Extracted records:
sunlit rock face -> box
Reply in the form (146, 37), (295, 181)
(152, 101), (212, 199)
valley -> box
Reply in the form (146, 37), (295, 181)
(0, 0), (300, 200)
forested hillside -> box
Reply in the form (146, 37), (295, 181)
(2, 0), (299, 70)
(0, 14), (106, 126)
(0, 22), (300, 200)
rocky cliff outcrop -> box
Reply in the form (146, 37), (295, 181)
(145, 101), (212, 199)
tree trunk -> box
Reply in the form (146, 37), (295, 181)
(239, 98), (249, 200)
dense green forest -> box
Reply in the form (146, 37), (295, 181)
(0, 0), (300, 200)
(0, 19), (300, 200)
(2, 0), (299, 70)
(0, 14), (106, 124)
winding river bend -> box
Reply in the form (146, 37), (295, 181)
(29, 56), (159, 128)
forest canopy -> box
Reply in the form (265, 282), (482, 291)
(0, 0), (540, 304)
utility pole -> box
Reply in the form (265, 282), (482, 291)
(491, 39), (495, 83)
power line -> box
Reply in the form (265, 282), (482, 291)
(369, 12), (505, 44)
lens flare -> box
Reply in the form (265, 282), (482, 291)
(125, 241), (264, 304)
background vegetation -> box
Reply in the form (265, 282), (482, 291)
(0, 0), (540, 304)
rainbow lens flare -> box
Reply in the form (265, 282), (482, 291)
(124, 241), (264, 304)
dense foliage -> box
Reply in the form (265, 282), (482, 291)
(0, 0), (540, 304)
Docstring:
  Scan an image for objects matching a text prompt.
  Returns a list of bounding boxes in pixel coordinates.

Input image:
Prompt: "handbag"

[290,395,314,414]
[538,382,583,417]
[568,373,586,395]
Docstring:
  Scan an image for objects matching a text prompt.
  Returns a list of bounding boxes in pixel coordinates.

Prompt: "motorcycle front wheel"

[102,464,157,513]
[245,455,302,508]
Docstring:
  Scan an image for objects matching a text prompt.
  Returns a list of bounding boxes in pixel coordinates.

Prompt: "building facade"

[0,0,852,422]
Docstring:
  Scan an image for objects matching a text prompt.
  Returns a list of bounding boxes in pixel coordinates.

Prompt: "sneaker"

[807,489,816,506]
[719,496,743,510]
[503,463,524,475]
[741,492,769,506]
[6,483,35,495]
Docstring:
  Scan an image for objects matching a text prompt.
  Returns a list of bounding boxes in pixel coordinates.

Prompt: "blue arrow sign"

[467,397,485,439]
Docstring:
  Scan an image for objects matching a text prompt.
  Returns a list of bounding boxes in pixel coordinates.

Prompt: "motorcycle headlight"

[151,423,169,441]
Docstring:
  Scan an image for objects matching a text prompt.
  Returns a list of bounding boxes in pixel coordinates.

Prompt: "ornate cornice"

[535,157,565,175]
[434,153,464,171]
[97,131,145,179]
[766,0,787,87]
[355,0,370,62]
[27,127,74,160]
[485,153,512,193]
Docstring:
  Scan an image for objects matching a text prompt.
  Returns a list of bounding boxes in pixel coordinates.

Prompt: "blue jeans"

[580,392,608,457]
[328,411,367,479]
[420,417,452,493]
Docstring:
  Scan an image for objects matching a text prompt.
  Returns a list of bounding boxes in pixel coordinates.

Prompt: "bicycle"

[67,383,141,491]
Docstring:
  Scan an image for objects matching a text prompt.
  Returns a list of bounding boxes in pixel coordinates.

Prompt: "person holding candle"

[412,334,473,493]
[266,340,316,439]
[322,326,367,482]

What is required: Please copy out all of the material above word for word, from first line to last.

Response:
sunlit rock face -> box
Reply in the form (146, 37), (295, 181)
(152, 101), (212, 199)
valley -> box
Reply in the form (146, 37), (295, 181)
(0, 0), (300, 200)
forested hillside -> box
Reply in the form (146, 37), (295, 181)
(2, 0), (299, 70)
(0, 14), (106, 126)
(0, 22), (300, 200)
rocky cliff outcrop -> box
Reply in the form (146, 37), (295, 181)
(145, 101), (212, 199)
tree trunk -> box
Reply in the form (146, 37), (295, 181)
(239, 98), (249, 200)
dense green forest -> box
Reply in the form (146, 37), (295, 181)
(0, 0), (300, 200)
(0, 19), (300, 200)
(2, 0), (299, 70)
(0, 14), (106, 124)
winding river bend -> box
Reply in the form (146, 37), (295, 181)
(29, 56), (159, 128)
forest canopy -> box
Reply in the form (265, 282), (482, 291)
(0, 0), (540, 304)
utility pole -> box
Reply in the form (265, 282), (482, 291)
(491, 39), (495, 83)
power line -> box
Reply in the form (265, 282), (482, 291)
(369, 12), (505, 44)
lens flare -> box
Reply in the form (265, 282), (482, 291)
(125, 241), (264, 304)
background vegetation -> box
Reply in the form (265, 282), (482, 291)
(0, 0), (540, 304)
rainbow lens flare -> box
Reply in the form (265, 282), (482, 291)
(124, 241), (264, 304)
dense foliage -> box
Reply in the form (265, 282), (482, 291)
(0, 0), (540, 304)
Docstring:
  Scan an image for objects matching a text prompt.
  Returns a list of bounding boxes in pixel coordinates.

Input image:
Prompt: "handbag"

[290,395,314,414]
[538,382,583,417]
[568,373,586,395]
Docstring:
  Scan an image for objects matching a text prompt.
  Returns a list of bounding boxes in pixel coordinates.

Prompt: "motorcycle front wheel"

[102,464,157,513]
[245,455,302,508]
Docstring:
  Scan an image for objects matching a text prompt.
  Returns a list of bounding boxes in pixel coordinates.

Prompt: "building facade"

[0,0,852,422]
Docstring:
  Scan an image for objects matching a text prompt.
  Returns a list of bounding boxes in pixel coordinates.

Prompt: "sneaker"

[807,489,816,506]
[719,496,743,510]
[503,463,524,475]
[741,492,769,506]
[6,483,35,495]
Docstring:
  Scan an image for objects matching a text prompt.
  Returns a list of bounding boxes in pixel coordinates.

Prompt: "blue arrow sign"

[467,397,485,439]
Docstring:
  Scan an image for objects matching a text prompt.
  Returns a list of bounding boxes in pixel coordinates.

Prompt: "motorcycle headlight"

[151,423,169,441]
Docstring:
  Scan an image for objects matching a text prompt.
  Returns a list of bounding boxes in pixel coordinates.

Prompt: "ornate cornice"

[535,157,565,175]
[434,153,464,171]
[97,131,145,179]
[766,0,787,87]
[355,0,370,62]
[27,127,74,160]
[485,153,512,193]
Docstring:
  Scan an image for objects matching a text prompt.
  Returns a list of bounding boxes in pixel coordinates.

Prompt: "blue jeans"

[580,392,608,457]
[328,411,367,479]
[420,417,452,493]
Docstring:
  Scan an image for objects matching a text prompt.
  Returns a list of bounding boxes in pixel coordinates.

Prompt: "bicycle"

[67,383,141,491]
Docstring:
  Scan an image for objects matching a text prompt.
  Returns a list of bounding boxes in pixel coordinates.

Prompt: "person holding candle"

[412,334,473,493]
[266,340,316,439]
[322,326,367,482]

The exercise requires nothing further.